Description of the task
Within the listing below, locate all lines containing the word "wooden". Copy each one.
+++++
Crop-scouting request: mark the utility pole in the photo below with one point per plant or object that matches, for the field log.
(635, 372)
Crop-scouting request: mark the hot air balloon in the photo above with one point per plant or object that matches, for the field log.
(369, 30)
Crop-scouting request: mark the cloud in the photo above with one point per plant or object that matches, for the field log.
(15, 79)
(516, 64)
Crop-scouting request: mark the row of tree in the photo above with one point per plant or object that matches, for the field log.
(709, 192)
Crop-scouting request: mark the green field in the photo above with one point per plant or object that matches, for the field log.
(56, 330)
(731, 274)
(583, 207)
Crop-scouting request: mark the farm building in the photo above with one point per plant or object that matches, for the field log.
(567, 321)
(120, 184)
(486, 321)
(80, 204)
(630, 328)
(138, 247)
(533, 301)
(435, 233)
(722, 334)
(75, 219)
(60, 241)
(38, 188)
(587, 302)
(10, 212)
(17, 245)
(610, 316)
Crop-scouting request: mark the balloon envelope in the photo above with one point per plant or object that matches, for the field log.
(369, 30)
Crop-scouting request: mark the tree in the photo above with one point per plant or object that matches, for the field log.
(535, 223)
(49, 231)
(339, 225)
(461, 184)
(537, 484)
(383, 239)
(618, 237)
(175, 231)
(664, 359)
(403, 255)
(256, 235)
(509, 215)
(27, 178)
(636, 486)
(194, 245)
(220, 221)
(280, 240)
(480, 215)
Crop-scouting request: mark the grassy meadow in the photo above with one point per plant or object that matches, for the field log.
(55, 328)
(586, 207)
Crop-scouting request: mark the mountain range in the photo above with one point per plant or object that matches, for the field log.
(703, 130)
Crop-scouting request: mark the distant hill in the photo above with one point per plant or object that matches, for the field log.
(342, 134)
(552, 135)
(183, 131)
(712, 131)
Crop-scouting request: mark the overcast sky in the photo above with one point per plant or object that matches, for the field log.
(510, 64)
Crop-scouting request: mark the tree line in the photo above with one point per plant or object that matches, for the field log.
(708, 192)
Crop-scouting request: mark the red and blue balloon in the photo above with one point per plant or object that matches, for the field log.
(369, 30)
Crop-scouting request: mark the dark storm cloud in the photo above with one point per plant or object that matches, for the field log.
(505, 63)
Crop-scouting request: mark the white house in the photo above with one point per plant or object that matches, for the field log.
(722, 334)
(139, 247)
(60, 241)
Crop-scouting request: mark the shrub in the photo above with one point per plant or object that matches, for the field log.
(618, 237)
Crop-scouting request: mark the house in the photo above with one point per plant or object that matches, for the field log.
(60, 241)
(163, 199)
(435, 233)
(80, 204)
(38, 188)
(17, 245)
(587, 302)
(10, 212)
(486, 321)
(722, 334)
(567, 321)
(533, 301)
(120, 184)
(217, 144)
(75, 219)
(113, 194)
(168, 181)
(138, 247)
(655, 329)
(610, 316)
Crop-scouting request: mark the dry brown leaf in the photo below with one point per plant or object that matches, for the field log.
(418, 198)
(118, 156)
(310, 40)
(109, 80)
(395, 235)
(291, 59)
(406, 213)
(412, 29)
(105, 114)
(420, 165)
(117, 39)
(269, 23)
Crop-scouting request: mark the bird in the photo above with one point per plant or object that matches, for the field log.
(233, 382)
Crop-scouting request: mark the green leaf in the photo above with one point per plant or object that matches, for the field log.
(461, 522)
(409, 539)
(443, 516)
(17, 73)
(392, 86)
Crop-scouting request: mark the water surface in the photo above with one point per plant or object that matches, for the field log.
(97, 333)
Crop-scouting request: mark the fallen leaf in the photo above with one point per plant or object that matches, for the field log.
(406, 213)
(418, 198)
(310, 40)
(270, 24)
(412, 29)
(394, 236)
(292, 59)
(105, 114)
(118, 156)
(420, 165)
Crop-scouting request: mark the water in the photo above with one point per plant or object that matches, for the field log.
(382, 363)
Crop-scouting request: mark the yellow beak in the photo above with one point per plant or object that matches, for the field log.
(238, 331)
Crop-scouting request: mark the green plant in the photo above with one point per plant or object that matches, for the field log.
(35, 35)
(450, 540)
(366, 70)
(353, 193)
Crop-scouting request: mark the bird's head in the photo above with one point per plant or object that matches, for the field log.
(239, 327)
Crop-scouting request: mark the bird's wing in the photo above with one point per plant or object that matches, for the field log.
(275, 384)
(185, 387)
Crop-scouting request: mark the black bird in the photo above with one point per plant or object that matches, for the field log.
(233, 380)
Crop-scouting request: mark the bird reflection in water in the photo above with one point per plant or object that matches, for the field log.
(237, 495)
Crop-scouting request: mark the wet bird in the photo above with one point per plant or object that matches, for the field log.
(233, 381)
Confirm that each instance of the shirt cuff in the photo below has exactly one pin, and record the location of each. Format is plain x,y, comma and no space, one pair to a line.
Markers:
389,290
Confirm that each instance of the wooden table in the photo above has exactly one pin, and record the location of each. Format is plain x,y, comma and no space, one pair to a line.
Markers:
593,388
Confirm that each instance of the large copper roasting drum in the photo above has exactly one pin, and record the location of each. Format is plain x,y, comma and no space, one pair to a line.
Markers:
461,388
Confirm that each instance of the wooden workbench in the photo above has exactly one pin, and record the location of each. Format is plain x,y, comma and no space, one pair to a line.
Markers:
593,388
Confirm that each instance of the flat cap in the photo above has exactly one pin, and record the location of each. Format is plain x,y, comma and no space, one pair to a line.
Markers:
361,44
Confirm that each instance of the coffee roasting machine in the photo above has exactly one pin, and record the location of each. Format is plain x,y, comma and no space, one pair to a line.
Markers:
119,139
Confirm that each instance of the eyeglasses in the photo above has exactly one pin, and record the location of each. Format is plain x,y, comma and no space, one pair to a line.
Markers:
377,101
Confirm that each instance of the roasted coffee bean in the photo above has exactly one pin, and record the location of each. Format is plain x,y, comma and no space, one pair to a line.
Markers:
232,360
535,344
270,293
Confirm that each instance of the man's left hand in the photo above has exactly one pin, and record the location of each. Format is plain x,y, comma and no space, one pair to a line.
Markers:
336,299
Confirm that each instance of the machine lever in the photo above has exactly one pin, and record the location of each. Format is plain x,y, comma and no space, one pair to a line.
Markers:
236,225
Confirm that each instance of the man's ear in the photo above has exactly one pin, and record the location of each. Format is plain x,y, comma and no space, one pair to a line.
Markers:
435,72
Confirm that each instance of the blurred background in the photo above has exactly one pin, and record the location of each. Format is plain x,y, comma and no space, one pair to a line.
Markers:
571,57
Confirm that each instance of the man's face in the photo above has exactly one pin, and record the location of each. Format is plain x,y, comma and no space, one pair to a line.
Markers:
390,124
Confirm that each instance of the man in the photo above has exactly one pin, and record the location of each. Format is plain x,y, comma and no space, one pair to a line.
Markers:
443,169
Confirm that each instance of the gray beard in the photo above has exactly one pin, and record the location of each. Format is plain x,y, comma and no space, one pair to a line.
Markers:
+++++
Solution for this problem
Confirm that each instance of the wooden table in the photo above has exactly one pin, and record the location of each. Format is plain x,y, comma and no space, one pair to a line.
Confirm that each instance of the wooden workbench in the photo above has exactly one pin, and record the location of each. Format is plain x,y, comma and no space, one pair to a line.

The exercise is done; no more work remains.